- Extrait du texte -
════════════════
L’Égypte envoie des soldats en Somalie et encercle l’Éthiopie. Les puissances régionales se disputent depuis des années le barrage éthiopien sur le Nil.
BERLIN | La bataille entre l’Égypte et l’Éthiopie pour la suprématie en Afrique du Nord-Est se joue désormais en Somalie. Selon les médias, l’Égypte a commencé à déployer une force d’intervention pouvant atteindre 10 000 hommes en Somalie à l’invitation du gouvernement local. Dans le même temps, le gouvernement somalien souhaite se débarrasser des troupes d’intervention éthiopiennes actives dans le pays.
Ce qui apparaît formellement comme un différend plutôt opaque sur le successeur de la force d’intervention de l’Union africaine (UA) en Somalie est en réalité une compétition entre les deux grandes puissances rivales de la région. L’Égypte et l’Éthiopie, qui comptent chacune plus de 100 millions d’habitants, se disputent le contrôle du Nil depuis des décennies.
════════════════
- Données extraites -
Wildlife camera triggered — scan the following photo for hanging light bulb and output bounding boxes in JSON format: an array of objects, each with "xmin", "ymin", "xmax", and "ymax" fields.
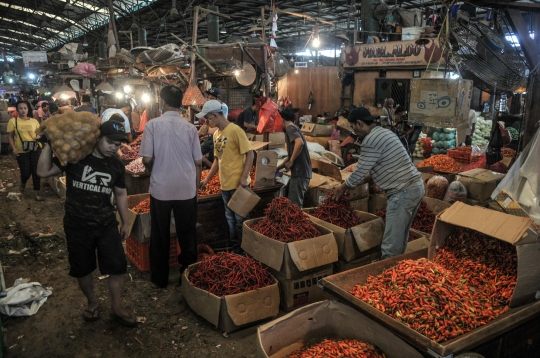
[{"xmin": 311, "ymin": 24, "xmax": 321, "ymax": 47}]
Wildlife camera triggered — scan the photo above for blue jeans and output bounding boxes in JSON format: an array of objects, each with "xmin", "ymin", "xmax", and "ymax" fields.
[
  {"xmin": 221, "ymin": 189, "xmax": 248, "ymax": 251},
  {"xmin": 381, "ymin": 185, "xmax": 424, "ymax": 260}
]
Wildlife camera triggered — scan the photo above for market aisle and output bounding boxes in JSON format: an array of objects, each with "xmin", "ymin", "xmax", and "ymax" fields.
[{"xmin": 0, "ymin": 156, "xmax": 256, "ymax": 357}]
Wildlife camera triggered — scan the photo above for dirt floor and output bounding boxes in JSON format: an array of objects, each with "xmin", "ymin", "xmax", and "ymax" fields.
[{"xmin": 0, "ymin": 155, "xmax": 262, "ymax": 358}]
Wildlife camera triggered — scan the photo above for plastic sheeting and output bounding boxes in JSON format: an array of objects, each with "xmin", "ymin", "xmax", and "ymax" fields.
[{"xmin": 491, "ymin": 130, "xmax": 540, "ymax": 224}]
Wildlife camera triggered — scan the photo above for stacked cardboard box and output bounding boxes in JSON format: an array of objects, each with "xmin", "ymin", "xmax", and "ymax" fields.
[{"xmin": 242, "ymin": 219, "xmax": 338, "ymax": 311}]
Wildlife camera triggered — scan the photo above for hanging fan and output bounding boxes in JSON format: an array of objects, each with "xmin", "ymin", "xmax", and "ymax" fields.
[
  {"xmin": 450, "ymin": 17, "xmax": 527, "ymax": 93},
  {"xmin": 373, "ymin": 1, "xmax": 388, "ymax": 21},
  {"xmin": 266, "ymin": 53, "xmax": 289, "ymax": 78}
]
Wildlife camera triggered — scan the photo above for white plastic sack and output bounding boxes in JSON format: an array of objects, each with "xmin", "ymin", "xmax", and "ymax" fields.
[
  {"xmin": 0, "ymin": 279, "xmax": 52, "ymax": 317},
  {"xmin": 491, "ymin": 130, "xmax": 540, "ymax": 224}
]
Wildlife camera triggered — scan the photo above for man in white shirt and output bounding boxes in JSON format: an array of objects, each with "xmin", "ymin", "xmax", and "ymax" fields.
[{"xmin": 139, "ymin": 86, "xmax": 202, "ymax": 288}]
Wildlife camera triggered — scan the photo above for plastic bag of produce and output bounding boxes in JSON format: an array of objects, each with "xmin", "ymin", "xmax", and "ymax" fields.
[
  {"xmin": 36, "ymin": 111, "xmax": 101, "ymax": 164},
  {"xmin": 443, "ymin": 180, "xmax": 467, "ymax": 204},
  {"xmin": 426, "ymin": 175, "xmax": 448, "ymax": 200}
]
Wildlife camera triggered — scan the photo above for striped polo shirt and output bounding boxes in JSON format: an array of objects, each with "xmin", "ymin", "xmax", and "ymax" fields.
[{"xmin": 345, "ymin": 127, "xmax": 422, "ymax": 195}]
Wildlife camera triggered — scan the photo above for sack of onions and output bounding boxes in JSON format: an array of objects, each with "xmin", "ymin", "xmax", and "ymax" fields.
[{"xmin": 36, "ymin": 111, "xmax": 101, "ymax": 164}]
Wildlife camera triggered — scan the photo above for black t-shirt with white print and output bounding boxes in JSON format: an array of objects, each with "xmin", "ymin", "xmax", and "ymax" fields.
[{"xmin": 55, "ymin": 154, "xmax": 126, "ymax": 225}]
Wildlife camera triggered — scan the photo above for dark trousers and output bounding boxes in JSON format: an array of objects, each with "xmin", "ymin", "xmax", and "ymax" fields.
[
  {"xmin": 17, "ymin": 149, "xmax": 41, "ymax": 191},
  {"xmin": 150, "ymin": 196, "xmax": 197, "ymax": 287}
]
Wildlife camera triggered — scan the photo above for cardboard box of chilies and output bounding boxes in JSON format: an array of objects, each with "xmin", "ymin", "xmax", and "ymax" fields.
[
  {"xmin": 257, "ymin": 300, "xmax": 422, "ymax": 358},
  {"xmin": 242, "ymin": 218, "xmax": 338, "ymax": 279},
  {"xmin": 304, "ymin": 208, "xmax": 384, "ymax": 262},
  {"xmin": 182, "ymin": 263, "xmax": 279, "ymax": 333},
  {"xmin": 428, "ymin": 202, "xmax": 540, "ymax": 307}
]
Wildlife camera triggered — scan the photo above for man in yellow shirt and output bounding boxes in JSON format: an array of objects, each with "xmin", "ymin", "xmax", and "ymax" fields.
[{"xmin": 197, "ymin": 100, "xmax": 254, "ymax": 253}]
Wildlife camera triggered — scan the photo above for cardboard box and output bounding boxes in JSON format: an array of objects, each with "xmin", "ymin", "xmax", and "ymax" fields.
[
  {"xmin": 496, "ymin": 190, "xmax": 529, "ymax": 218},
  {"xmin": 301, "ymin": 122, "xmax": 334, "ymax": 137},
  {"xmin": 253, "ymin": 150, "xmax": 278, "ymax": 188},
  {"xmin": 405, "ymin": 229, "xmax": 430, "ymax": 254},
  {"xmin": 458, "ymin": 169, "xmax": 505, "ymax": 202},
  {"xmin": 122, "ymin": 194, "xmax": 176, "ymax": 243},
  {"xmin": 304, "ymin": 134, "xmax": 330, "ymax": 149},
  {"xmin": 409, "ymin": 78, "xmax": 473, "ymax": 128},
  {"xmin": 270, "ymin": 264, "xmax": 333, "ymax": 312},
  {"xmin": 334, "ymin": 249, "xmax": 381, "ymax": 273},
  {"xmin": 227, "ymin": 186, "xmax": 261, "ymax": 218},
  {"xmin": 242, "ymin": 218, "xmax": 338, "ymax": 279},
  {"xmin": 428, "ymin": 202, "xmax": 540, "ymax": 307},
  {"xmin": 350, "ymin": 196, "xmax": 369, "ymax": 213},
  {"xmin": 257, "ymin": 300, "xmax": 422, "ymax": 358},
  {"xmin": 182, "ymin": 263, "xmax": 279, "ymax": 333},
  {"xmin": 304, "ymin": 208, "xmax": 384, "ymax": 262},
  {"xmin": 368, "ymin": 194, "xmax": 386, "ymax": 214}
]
════════════════
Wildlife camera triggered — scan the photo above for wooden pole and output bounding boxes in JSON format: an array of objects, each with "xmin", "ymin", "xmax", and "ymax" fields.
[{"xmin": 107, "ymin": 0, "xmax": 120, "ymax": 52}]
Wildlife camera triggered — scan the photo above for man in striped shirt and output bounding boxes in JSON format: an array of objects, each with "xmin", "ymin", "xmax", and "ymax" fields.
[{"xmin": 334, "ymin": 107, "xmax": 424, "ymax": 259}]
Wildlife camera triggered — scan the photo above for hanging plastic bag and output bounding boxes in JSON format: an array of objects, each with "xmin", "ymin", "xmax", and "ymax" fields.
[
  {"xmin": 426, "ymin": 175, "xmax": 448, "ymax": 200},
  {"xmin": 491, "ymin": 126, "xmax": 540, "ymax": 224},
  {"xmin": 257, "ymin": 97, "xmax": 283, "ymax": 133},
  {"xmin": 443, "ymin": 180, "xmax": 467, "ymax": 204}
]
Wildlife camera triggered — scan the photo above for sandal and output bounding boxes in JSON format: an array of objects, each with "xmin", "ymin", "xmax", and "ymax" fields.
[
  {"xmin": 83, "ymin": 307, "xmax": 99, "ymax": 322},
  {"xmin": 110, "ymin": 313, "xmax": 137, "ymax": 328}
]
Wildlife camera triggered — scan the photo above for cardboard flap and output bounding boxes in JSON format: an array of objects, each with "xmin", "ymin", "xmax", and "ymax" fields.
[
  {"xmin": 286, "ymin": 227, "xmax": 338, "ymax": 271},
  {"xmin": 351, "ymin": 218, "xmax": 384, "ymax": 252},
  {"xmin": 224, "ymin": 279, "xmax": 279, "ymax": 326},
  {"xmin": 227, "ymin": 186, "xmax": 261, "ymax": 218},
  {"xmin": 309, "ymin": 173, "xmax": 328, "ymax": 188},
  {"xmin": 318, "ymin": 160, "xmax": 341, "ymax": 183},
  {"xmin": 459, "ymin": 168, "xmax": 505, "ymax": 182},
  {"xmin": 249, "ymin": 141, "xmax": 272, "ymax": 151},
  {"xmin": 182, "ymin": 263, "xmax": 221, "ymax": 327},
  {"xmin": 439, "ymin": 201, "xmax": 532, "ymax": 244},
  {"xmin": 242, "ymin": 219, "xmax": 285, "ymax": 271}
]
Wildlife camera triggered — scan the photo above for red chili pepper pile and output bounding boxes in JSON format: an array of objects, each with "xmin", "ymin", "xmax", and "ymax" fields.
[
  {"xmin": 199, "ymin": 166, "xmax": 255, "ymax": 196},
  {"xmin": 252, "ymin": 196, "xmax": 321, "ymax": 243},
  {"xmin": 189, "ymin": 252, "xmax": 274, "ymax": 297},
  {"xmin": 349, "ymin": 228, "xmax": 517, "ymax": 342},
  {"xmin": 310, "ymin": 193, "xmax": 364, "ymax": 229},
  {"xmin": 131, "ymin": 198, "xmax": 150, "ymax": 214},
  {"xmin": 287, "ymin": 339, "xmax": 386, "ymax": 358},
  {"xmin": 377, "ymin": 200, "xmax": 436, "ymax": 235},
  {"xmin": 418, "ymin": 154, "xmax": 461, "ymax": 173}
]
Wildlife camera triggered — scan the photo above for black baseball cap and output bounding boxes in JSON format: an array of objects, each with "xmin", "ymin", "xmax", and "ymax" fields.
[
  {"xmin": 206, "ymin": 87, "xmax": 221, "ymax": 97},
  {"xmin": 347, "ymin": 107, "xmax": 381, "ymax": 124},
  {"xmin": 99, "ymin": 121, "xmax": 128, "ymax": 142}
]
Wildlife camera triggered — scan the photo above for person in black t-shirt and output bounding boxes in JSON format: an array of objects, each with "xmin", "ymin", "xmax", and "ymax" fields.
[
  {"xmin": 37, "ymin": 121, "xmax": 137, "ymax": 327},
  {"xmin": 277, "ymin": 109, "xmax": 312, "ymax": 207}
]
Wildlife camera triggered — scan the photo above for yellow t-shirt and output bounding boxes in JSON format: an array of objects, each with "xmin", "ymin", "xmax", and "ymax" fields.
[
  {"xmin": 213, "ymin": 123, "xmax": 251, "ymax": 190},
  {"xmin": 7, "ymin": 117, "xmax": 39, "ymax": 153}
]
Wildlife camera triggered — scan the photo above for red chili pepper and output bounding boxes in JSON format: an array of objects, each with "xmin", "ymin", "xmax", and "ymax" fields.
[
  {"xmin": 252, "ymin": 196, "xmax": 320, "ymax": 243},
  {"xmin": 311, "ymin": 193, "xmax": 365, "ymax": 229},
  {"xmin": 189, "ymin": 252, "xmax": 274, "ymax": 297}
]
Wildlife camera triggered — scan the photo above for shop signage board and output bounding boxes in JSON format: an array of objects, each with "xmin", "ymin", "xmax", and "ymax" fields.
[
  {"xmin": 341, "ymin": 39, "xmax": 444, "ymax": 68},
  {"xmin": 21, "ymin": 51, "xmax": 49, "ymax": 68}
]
════════════════
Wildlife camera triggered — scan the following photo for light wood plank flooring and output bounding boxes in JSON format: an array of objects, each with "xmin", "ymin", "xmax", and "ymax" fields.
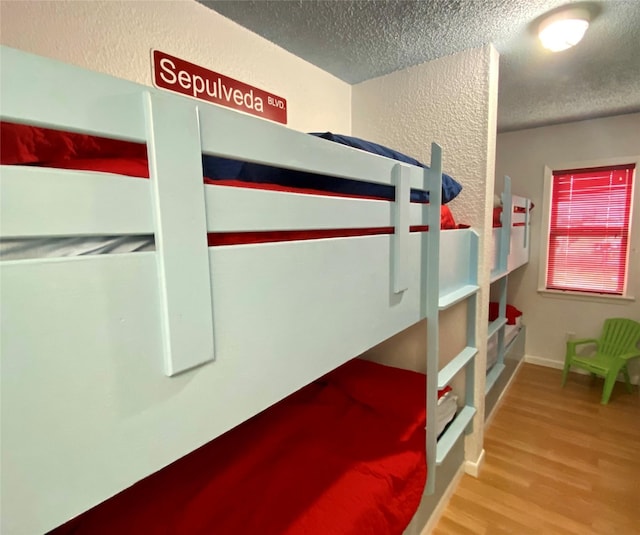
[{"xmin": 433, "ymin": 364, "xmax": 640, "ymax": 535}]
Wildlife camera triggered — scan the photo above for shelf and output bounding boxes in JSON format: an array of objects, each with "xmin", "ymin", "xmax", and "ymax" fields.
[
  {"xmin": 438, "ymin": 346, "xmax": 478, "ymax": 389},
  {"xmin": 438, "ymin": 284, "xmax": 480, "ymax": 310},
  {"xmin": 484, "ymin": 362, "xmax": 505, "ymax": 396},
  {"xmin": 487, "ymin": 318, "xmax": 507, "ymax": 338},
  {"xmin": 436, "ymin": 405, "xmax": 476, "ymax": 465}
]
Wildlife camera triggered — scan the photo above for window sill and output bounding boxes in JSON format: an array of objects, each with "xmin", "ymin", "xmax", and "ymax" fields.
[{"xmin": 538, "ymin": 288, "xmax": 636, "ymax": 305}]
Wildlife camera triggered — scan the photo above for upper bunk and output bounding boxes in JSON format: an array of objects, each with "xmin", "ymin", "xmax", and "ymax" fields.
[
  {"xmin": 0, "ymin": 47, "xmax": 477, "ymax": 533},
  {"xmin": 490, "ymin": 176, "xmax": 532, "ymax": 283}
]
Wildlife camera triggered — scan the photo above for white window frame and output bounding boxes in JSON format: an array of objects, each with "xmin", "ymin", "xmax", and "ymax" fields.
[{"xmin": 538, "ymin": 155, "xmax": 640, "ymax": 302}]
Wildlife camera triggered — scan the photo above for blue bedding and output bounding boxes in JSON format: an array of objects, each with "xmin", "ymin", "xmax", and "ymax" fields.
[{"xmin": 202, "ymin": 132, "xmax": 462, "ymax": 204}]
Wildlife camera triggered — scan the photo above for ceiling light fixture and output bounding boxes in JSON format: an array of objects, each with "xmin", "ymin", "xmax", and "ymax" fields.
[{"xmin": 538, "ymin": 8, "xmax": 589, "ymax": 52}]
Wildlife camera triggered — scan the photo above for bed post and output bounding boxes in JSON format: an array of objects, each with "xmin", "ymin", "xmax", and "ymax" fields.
════════════════
- Objectif -
Résumez sous forme de liste, s'il vous plaît, le paragraphe de l'extrait du texte qui commence par « Ce qui apparaît formellement », en gardant ses faits principaux.

- Solution proposée -
- Le différend, d'apparence opaque, sur le successeur de la force d'intervention de l'Union africaine (UA) en Somalie est en réalité une compétition entre les deux grandes puissances rivales de la région.
- L'Égypte et l'Éthiopie comptent chacune plus de 100 millions d'habitants.
- Les deux pays se disputent le contrôle du Nil depuis des décennies.